**Passage shown:**
▼

# I experienced a strange feeling...



## billygroat (May 6, 2014)

After excitedly finding many sites that I have not seen posted before over the last few months it finally happened..... 

I walked into a great cottage this weekend and immediately recognised it...... 

I knew it was inevitable...

I was strangely confused about my feelings... Immediately I was saddened it wasn't 'my' find, then I was excited as there was so very much to see, the story became real and I was there...

I now understand why some folks dont put up a pic of the outside.... 

All in all, I am pleased I got the chance to walk in someone else's shoes

I'm guessing this has happened to most of you at some point?


----------



## Mr beady (May 6, 2014)

Lovely story . But any pictures ?


----------



## billygroat (May 6, 2014)

Mr beady said:


> Lovely story . But any pictures ?



Yes, I took loads there but not for on here - post was too recent and out of respect didnt want to duplicate


----------



## krela (May 6, 2014)

There are no rules about duplication, it really doesn't matter. Everyone has a different eye and a different view of things.

▲

**To be done:**
a - Translate this sentence from the forum thread into Spanish: "Everyone has a different eye and a different view of things."
b - Carry on the forum thread about recognizing an already-posted cottage, picking up right after krela's last sentence.

[Items stored from a collection]
▼

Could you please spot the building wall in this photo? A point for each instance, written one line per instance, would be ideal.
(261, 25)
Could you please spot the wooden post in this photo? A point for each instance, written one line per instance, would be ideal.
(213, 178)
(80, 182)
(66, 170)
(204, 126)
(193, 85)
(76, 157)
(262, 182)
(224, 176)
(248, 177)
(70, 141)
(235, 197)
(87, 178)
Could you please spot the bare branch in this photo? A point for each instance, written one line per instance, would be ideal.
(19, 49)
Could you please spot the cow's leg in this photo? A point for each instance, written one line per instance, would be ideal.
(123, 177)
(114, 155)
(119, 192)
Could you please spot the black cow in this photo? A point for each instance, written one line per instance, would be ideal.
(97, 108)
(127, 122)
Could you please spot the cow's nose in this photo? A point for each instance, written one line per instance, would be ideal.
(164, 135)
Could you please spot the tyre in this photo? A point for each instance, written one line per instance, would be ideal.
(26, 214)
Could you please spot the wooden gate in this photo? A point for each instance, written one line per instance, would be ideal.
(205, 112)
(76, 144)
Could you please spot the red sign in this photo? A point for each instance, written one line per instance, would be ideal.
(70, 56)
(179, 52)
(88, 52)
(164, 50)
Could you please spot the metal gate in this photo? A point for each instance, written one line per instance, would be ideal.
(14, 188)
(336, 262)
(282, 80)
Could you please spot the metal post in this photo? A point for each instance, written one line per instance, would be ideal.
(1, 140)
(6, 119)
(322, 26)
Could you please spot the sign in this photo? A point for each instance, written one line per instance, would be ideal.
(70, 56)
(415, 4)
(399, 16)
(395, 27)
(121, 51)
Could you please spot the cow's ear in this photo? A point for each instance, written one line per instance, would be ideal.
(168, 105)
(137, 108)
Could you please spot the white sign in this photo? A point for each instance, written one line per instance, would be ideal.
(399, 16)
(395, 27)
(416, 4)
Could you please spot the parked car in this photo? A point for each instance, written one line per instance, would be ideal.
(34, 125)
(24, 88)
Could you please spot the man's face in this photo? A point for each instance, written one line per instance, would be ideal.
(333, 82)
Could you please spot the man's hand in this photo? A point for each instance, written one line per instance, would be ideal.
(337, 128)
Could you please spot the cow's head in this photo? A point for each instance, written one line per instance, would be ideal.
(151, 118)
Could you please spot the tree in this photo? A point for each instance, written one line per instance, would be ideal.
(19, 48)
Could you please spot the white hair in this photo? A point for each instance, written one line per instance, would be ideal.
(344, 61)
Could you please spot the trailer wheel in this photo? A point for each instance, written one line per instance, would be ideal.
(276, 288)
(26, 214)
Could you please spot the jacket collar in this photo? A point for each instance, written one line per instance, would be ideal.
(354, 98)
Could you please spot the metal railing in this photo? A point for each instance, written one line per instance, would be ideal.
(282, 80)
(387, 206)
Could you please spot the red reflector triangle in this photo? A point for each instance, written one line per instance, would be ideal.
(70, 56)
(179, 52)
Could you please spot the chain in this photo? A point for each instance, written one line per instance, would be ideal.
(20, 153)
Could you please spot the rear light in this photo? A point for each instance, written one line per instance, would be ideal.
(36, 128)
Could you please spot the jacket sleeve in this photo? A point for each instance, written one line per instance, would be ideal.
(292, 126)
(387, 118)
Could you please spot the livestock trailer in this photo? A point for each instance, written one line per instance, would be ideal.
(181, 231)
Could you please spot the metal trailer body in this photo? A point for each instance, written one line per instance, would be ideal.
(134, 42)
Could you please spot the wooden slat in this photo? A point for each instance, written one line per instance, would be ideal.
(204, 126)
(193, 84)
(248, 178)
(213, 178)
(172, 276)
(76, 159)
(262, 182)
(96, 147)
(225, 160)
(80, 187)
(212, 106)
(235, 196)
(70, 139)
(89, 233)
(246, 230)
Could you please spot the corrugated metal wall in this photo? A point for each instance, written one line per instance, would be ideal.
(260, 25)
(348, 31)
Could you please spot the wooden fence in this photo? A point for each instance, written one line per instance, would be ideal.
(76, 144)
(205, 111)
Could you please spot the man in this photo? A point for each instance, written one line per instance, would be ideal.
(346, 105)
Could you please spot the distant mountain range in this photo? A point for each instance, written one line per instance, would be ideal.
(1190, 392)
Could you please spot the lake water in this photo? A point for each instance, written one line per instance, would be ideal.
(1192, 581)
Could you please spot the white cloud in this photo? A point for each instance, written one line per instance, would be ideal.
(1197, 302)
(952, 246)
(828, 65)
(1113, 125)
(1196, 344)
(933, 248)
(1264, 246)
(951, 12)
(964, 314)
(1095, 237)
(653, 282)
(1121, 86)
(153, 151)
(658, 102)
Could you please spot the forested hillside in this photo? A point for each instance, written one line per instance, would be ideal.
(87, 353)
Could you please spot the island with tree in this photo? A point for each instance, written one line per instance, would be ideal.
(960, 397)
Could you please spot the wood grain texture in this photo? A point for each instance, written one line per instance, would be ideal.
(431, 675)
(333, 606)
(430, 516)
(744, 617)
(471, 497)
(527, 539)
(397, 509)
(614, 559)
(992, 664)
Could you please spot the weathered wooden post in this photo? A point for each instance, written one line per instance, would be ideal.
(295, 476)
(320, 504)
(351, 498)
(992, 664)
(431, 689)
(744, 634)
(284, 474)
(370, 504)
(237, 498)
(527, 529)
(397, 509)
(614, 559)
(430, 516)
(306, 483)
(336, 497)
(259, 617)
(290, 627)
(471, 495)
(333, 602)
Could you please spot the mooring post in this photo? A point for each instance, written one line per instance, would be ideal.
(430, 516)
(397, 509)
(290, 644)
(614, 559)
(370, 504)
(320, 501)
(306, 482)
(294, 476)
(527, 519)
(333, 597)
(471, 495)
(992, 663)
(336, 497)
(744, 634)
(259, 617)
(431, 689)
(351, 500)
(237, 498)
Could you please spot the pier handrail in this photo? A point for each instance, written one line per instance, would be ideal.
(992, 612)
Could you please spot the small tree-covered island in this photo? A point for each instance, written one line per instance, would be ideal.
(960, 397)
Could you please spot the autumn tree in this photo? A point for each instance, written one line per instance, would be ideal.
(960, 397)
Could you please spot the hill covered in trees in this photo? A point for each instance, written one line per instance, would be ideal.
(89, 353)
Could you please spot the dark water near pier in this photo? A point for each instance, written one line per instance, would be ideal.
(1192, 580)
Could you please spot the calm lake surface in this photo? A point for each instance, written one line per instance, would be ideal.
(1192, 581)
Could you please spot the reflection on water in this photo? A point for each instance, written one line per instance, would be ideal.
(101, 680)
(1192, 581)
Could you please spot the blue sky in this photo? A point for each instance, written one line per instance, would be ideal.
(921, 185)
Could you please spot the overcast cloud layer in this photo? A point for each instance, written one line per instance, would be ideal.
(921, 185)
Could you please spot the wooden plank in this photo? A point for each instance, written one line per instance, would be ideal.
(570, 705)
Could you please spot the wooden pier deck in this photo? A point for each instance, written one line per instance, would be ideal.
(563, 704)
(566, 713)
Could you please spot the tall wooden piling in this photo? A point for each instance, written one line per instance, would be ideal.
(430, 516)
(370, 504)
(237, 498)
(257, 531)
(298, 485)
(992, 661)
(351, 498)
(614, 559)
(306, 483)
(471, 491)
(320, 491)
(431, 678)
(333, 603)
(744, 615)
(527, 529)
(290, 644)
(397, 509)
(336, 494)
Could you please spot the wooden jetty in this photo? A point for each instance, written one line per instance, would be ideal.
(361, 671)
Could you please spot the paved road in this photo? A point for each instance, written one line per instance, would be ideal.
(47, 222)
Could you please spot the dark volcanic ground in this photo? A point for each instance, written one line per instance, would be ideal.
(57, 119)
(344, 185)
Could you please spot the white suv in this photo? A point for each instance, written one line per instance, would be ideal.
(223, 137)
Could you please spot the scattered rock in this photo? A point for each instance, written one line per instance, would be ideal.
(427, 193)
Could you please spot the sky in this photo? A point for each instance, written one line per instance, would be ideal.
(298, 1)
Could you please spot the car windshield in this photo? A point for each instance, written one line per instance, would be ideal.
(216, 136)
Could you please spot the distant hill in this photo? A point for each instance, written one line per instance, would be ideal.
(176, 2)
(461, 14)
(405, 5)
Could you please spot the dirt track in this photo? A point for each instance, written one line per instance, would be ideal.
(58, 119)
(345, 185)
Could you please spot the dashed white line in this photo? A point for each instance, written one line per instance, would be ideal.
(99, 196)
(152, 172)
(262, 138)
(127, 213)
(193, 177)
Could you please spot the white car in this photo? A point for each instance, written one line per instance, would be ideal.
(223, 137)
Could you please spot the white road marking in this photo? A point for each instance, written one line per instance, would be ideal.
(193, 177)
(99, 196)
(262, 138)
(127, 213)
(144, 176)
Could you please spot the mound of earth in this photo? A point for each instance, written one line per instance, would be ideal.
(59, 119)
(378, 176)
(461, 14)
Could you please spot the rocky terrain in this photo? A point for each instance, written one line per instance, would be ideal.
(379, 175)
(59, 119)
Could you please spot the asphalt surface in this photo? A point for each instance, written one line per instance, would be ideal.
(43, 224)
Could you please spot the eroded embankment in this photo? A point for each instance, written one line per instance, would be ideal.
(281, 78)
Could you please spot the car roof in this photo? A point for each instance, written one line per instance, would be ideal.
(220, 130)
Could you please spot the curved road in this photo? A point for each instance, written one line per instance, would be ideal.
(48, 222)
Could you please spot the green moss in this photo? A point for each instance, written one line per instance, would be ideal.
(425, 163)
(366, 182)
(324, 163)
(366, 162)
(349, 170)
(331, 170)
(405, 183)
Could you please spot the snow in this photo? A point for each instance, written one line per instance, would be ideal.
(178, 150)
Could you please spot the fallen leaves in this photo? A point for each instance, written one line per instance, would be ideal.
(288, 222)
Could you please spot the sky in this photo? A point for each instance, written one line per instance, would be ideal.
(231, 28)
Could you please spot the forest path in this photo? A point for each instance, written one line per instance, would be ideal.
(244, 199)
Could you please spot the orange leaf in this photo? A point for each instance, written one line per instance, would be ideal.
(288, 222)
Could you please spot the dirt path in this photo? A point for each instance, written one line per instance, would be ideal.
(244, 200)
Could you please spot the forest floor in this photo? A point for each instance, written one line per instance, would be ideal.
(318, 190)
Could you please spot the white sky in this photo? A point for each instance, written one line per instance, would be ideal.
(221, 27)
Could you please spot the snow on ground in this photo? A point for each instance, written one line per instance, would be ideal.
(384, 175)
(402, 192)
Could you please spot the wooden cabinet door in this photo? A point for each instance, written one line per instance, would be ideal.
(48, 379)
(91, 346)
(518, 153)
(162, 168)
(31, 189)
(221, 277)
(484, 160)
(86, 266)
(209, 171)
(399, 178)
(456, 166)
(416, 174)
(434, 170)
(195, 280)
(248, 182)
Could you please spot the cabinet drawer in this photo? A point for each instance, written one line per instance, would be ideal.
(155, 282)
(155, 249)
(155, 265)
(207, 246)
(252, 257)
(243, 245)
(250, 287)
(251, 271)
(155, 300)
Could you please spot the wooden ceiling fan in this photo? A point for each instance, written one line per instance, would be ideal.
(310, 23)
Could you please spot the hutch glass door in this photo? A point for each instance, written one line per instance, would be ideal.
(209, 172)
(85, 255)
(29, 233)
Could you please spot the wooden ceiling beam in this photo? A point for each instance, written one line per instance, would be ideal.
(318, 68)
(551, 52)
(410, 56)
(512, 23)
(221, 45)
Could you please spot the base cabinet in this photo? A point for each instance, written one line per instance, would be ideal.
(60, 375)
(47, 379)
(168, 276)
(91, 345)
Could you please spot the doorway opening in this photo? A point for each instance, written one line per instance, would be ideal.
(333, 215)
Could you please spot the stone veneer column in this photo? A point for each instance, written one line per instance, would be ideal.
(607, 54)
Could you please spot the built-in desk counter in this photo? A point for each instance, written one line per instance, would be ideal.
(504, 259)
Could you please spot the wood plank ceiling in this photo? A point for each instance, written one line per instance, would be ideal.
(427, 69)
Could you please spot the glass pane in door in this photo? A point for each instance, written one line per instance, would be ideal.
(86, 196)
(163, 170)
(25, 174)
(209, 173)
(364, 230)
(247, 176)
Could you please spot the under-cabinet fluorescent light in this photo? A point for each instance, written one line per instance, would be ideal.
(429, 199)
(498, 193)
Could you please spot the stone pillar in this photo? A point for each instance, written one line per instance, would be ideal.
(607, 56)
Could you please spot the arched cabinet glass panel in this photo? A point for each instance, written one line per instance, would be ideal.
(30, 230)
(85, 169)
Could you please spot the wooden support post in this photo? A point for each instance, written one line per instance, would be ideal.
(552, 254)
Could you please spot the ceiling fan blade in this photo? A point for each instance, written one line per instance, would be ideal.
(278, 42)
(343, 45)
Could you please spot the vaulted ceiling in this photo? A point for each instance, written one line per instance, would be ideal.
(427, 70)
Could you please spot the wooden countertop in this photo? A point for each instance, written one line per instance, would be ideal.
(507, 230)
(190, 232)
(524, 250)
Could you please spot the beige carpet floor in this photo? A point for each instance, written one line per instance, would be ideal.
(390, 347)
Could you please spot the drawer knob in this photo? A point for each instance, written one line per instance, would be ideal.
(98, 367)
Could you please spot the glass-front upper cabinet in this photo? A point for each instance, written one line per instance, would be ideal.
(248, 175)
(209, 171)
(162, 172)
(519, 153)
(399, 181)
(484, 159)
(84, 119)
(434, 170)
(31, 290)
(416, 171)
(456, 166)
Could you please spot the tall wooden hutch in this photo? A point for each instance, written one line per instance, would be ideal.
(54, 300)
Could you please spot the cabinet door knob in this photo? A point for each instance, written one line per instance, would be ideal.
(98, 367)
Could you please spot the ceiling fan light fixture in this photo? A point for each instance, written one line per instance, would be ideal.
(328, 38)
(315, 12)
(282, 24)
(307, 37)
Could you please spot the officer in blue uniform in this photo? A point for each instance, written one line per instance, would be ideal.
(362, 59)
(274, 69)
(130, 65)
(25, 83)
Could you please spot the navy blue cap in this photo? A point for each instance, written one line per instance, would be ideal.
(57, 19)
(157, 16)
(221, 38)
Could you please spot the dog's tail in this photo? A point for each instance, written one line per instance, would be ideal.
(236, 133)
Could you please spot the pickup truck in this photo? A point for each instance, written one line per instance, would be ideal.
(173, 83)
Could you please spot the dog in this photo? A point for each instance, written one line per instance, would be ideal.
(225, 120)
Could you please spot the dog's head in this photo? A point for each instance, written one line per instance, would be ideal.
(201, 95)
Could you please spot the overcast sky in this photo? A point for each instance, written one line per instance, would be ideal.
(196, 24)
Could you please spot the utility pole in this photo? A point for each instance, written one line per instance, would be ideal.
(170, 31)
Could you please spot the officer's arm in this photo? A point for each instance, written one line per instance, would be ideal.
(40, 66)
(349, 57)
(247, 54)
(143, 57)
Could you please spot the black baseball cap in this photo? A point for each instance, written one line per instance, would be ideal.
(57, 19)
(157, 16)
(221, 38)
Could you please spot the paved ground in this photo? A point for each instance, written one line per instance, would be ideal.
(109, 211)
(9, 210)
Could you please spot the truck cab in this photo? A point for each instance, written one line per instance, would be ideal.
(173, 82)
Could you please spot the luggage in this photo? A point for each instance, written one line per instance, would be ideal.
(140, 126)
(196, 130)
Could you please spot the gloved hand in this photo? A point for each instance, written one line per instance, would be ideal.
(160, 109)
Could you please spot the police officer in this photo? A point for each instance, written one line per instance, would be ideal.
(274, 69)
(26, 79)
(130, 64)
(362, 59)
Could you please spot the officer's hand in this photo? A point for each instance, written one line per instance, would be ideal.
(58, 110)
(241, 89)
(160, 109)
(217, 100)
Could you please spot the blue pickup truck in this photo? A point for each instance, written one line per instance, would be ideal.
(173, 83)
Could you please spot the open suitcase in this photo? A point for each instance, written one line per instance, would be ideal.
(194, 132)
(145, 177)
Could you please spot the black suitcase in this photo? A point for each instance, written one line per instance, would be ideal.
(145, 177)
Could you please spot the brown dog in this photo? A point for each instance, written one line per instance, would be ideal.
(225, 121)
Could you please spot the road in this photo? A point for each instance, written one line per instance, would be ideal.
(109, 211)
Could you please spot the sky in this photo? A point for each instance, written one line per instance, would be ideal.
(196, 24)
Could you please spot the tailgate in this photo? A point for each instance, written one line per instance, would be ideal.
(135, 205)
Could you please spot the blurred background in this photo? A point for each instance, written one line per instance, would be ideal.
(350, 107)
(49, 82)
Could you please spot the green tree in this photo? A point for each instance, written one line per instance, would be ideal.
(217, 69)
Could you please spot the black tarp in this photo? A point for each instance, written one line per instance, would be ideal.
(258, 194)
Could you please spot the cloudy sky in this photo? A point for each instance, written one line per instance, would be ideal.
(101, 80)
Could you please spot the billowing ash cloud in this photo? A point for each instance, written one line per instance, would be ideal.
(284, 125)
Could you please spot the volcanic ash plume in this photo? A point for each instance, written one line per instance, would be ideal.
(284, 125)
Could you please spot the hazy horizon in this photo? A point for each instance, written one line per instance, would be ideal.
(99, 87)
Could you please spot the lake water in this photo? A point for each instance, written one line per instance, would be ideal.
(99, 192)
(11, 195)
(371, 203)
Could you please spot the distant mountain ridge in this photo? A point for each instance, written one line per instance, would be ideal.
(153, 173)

▲

**Answers per task:**
a - Cada uno tiene una mirada distinta y una forma distinta de ver las cosas.

b -
----------



## billygroat (May 6, 2014)

Thanks Krela... 

I'll have a look and see if I can "add value" 

A lot of the stuff had been moved about within 1 week and I didnt want the original poster to think a) It was me who had moved things about so much (quite a bit of ramsacking in my opinion) b) I'd preferred it my way and c) I was following them..

Maybe as I'm only new I'm just feeling my way

I hope that makes sense


----------



## Jaykay998 (May 6, 2014)

If it helps billy, I've recently started exploring derelict locations and even when I see pictures from other people of things I've seen after the pics were taken I dont feel as though I'm losing my personal gain from looking around. its opposite feeling of following someone in the snow hehe.

When your there be in the now mate, think about and feel the history of the building around you and above all else enjoy the fact that your there before it gets knocked down or rebuilt.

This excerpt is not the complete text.